**What the task asks**
Below are several entries. Transcribe exactly those lines that fall from the one with "TARGET: person wearing hat" through the one with "TARGET: person in dark jacket", end lines included.

----------

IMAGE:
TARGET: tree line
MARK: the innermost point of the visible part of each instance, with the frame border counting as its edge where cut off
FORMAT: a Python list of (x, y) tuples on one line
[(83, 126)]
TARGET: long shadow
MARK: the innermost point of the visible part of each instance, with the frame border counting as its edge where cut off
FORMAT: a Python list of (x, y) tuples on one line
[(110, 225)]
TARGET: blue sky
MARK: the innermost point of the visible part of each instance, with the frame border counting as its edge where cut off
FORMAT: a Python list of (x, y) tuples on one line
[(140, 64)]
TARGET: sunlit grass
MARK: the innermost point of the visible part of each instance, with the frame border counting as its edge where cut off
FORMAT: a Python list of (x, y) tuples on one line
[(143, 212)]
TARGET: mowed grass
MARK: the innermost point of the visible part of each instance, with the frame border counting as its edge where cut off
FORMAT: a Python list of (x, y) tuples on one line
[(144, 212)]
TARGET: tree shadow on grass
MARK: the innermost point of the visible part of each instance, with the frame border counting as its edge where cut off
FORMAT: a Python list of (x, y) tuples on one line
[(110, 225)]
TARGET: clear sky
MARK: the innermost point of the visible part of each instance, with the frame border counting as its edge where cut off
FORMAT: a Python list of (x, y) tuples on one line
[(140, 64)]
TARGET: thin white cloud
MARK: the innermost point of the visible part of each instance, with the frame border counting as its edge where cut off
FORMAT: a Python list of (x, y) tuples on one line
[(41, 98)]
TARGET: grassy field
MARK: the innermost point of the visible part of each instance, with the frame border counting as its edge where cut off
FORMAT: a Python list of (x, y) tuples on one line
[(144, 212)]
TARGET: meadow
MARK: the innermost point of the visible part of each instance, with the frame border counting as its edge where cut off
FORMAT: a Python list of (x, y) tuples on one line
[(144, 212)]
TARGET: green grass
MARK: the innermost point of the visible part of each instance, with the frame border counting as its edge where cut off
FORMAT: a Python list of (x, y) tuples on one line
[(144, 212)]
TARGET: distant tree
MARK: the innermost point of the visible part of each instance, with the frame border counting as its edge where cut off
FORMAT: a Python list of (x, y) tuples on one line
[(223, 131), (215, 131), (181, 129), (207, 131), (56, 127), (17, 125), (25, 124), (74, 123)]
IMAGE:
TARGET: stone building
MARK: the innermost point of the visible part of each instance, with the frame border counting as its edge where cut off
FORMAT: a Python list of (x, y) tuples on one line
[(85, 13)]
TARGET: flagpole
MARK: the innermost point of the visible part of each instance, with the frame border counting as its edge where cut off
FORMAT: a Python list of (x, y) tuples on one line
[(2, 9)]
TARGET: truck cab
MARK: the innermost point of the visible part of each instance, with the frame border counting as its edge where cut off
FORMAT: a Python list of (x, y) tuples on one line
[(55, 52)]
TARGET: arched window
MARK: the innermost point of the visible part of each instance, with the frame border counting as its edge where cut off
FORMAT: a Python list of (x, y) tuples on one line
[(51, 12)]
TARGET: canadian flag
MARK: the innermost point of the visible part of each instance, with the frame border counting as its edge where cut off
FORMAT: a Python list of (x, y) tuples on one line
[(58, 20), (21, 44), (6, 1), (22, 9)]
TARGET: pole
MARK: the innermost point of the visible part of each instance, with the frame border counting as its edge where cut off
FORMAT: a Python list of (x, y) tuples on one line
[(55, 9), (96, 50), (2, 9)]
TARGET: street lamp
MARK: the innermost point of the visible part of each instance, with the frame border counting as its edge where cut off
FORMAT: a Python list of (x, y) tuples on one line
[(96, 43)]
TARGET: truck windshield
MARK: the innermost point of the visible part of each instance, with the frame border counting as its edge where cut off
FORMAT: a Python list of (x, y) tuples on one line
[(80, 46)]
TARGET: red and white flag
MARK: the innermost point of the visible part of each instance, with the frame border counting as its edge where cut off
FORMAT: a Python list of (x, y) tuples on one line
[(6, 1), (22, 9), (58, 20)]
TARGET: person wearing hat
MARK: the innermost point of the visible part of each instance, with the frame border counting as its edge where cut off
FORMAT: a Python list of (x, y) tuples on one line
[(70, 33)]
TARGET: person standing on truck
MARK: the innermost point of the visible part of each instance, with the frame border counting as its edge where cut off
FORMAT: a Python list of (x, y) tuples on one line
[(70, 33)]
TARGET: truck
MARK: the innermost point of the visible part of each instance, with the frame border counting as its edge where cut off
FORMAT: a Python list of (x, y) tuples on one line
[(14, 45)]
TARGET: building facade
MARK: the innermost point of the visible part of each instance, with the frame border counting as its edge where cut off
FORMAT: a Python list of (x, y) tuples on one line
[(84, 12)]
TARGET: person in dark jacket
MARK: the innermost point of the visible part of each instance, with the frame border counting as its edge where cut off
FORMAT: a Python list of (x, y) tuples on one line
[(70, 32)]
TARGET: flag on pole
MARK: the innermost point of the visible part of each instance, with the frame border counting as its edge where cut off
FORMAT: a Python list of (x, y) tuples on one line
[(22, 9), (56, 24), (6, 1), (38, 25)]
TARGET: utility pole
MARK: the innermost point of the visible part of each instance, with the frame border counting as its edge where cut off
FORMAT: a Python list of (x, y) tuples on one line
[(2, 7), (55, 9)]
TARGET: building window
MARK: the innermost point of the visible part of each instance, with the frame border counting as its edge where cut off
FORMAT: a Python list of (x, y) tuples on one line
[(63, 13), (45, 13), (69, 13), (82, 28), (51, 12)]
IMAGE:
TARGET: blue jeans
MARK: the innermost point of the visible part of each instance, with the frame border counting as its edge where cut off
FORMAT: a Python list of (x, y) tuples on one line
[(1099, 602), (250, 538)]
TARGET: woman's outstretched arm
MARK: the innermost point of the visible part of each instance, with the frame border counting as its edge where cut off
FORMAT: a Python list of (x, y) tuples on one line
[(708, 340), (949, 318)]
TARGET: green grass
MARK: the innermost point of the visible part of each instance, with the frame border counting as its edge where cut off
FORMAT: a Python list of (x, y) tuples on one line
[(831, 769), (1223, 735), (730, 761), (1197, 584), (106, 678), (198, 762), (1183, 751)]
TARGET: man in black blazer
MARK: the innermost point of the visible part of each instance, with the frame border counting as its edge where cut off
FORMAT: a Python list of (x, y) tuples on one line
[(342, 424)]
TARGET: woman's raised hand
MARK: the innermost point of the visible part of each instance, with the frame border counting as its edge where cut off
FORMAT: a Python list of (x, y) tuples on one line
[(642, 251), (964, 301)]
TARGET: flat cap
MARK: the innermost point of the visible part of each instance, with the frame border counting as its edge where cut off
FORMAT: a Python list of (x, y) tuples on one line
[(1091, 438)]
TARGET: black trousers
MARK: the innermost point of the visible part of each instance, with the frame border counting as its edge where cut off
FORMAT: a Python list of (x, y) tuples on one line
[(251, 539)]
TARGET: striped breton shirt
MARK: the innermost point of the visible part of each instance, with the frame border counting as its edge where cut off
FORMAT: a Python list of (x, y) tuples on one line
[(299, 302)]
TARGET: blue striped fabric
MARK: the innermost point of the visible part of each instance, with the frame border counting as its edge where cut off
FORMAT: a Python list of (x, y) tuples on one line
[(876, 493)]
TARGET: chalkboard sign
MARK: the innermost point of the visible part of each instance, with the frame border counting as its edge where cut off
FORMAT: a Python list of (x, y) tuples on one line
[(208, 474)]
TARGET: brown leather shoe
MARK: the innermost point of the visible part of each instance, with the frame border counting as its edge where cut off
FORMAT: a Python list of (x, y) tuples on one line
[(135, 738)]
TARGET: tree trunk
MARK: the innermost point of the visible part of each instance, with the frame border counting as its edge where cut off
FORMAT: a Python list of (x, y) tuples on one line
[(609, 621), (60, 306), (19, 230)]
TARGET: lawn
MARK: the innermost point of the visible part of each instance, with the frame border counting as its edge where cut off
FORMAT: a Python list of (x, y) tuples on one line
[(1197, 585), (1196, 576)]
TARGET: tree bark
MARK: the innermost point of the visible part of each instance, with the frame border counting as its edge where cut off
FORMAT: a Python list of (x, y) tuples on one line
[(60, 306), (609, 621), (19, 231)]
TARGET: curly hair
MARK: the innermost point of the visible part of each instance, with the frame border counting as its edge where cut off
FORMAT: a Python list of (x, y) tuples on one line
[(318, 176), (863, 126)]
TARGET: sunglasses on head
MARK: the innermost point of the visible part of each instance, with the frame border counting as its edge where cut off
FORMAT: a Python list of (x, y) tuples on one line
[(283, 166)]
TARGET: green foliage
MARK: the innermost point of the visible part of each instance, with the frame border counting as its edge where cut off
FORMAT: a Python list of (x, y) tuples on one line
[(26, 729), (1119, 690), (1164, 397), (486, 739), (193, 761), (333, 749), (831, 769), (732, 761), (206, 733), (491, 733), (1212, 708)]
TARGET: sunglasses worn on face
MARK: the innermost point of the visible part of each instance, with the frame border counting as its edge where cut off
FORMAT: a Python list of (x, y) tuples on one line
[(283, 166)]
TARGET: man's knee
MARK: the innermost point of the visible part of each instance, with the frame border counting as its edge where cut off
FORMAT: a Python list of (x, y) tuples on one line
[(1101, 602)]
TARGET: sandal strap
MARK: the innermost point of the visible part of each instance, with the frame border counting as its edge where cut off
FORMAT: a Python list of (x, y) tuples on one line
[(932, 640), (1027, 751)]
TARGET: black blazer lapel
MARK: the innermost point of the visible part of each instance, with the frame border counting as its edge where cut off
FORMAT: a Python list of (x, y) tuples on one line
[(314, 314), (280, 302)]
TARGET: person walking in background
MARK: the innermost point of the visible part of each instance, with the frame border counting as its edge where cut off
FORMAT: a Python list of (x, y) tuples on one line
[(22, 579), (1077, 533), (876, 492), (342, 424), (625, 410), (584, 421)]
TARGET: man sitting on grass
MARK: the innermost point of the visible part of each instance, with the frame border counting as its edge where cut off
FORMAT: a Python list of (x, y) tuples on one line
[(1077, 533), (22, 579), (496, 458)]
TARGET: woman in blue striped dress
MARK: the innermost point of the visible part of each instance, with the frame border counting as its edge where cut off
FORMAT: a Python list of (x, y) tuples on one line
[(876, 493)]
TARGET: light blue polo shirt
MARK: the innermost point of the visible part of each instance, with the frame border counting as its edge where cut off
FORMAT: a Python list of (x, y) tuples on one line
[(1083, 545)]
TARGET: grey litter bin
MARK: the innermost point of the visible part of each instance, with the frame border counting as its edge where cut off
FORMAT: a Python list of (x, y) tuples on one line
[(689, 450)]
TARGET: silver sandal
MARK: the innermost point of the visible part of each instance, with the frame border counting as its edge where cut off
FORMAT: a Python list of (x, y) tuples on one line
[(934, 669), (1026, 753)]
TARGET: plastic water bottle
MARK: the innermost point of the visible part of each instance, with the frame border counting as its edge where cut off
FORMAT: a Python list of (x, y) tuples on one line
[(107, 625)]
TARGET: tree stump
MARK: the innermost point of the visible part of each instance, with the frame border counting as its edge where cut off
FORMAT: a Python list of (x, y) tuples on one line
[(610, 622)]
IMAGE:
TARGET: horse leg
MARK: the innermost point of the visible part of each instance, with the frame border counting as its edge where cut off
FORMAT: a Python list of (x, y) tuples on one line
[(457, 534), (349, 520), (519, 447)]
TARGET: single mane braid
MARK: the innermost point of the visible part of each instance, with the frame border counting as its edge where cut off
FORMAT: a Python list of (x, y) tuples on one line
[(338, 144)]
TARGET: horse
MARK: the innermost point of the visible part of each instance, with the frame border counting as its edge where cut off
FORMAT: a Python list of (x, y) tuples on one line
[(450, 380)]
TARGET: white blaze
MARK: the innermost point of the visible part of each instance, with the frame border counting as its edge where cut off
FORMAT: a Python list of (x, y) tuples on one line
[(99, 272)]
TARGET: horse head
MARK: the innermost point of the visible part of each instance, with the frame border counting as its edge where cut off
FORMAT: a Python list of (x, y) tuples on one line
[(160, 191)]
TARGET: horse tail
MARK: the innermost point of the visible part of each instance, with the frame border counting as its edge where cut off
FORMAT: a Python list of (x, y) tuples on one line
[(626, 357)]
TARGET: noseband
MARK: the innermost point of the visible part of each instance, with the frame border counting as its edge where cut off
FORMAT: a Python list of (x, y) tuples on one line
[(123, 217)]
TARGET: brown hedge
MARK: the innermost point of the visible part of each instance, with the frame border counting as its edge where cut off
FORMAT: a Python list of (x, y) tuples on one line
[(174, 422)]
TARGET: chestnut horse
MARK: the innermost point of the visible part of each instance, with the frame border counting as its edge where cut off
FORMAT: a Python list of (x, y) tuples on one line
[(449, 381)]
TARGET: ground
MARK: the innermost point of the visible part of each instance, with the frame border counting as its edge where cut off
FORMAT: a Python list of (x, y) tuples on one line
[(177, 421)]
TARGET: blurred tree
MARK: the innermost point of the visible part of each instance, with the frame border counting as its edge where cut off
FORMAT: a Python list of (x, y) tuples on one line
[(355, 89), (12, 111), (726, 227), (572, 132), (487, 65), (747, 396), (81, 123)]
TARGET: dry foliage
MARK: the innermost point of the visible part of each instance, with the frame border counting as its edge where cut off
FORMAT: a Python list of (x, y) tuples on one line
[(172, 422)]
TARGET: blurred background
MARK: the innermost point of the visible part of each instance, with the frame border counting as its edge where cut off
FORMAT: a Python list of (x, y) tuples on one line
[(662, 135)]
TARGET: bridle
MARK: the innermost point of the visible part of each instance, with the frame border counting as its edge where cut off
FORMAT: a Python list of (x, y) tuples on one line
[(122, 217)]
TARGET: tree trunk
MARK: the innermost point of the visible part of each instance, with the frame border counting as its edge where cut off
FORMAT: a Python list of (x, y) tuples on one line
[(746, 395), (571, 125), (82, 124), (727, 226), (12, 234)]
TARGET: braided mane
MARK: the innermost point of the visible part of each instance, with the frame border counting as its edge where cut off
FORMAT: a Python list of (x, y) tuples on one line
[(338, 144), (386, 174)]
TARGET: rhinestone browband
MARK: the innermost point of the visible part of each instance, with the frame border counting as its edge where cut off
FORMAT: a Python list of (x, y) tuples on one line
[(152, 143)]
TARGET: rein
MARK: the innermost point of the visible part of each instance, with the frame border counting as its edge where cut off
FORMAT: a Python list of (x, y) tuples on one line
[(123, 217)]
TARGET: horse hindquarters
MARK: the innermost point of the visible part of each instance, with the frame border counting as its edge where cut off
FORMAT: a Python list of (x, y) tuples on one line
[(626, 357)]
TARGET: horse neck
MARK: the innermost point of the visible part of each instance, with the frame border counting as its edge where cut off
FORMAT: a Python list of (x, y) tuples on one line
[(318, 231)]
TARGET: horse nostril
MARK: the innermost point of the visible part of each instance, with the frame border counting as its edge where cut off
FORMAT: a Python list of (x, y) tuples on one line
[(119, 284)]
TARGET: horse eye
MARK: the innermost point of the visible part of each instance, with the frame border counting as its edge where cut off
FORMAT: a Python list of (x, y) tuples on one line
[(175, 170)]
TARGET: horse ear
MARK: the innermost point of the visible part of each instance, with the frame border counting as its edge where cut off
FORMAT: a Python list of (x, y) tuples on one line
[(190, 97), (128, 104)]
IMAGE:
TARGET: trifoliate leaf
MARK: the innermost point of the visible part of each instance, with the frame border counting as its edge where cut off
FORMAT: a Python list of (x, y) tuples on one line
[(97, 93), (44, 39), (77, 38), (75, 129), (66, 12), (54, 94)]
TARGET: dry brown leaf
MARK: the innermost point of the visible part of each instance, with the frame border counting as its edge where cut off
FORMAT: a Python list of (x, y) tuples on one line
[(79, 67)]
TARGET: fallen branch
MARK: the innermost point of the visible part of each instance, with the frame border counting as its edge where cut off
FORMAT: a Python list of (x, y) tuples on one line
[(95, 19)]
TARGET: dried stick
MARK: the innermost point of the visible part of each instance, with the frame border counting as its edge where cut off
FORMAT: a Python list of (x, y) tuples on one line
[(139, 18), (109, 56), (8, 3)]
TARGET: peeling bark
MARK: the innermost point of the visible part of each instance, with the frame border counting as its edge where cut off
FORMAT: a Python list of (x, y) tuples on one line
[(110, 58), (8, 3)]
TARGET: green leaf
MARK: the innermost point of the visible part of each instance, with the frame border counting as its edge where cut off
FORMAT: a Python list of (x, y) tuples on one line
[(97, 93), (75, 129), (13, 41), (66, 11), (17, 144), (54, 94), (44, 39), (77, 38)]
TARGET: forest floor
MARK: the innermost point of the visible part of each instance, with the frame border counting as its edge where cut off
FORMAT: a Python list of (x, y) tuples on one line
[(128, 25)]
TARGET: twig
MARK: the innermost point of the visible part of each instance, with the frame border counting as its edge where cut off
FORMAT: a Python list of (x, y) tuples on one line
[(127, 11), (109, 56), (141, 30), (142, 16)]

----------

**Response**
TARGET: person wearing hat
MARK: the innermost point of the visible part of each instance, with the frame border counting as its edge where cut off
FORMAT: a Python list of (x, y) tuples on one line
[(70, 33)]
TARGET: person standing on truck
MARK: the innermost point of the visible part of each instance, with the frame border counting as its edge where cut off
FORMAT: a Python list of (x, y) tuples on one line
[(70, 33)]
TARGET: truck
MARK: the innermost point of the visible part of each instance, with the frame border counting as its edge where cut off
FORMAT: a Python list of (x, y) tuples on one line
[(14, 45)]
TARGET: building facade
MARK: the innermost point of the visible part of each instance, with the frame border counting as its edge where cut off
FORMAT: a Python list of (x, y) tuples on one line
[(84, 12)]
TARGET: person in dark jacket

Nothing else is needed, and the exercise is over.